**Dataset content**
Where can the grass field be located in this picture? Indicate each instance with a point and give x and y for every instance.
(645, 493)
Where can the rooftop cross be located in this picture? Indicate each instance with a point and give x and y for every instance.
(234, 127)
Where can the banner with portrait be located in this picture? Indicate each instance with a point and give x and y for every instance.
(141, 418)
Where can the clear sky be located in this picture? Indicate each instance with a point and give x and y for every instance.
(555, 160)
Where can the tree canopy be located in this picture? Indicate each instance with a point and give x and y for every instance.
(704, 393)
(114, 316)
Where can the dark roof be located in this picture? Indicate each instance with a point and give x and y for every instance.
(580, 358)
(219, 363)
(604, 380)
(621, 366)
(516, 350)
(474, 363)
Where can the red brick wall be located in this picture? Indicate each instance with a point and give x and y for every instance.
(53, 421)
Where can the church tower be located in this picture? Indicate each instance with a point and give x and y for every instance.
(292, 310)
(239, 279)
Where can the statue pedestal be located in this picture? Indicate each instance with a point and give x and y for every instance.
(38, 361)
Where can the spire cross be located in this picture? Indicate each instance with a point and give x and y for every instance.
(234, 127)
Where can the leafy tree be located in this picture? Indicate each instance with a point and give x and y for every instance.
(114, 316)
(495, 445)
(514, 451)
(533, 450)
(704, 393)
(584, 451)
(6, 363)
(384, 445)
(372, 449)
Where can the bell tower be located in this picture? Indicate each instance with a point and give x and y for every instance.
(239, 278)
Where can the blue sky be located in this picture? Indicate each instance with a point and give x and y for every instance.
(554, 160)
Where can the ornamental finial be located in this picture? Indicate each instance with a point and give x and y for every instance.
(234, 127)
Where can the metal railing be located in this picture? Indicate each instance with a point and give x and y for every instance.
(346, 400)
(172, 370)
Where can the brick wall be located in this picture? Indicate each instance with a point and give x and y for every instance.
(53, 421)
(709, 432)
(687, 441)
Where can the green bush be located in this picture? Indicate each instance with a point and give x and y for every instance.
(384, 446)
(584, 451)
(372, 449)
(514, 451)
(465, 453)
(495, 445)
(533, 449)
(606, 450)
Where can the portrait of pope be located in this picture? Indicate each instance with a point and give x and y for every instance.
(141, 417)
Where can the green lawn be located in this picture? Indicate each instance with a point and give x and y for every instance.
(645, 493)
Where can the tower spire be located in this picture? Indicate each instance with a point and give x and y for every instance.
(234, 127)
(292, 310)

* * *

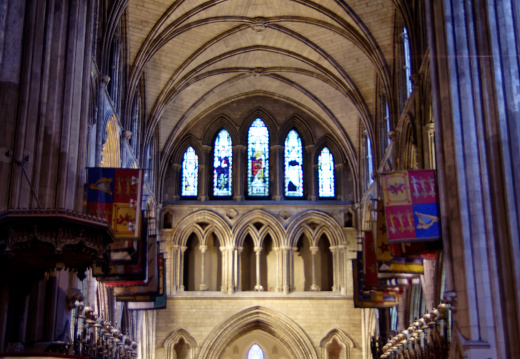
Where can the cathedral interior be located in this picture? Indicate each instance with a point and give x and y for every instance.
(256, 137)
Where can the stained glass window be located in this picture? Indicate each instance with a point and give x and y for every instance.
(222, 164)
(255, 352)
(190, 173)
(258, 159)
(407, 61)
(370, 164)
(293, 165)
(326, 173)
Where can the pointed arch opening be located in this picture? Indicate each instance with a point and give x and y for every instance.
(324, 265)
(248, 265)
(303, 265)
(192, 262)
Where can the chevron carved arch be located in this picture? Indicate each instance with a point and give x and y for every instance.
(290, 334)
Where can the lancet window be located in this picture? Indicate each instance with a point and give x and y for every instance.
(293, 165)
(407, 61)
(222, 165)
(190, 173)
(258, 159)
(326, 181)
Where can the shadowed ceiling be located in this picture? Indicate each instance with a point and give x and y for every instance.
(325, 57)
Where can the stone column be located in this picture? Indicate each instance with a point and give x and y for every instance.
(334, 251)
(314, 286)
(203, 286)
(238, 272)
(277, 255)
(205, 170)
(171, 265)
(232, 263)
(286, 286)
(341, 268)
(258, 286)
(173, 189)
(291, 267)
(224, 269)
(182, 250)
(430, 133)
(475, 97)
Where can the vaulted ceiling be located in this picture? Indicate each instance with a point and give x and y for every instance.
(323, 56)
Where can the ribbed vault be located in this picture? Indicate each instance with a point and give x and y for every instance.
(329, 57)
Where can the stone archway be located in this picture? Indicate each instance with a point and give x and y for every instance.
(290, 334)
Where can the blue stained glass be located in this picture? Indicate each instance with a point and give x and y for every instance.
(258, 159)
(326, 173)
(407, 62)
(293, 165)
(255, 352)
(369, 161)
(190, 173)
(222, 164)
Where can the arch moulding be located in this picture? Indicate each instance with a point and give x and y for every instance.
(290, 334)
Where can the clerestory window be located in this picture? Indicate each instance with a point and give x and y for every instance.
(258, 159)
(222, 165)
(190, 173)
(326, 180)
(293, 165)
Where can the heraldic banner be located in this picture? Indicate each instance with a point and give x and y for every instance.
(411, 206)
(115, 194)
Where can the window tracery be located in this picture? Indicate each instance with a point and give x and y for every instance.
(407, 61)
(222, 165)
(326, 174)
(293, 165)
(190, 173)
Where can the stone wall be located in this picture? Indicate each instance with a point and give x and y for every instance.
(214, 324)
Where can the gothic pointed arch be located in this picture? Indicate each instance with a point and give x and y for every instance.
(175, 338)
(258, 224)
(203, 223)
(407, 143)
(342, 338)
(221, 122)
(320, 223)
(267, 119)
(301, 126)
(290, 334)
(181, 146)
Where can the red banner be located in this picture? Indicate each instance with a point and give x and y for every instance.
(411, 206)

**Problem to work on**
List every line of the material above that contains the word "window", copying each line in full. Case counts.

**Result of this task**
Where can the stained glass window be located in this picture? Indicate each instance with a point and give x and y for every instance.
Where can the lancet window be located in this picture? Indicate each instance with a point and give x and y for every instance.
Where can the clerestory window be located in this picture? Indicate each instance with a point and give x and y for every instance.
Where can the window tracery be located in this picture? Indicate each instance with a point and give x and y for every instance.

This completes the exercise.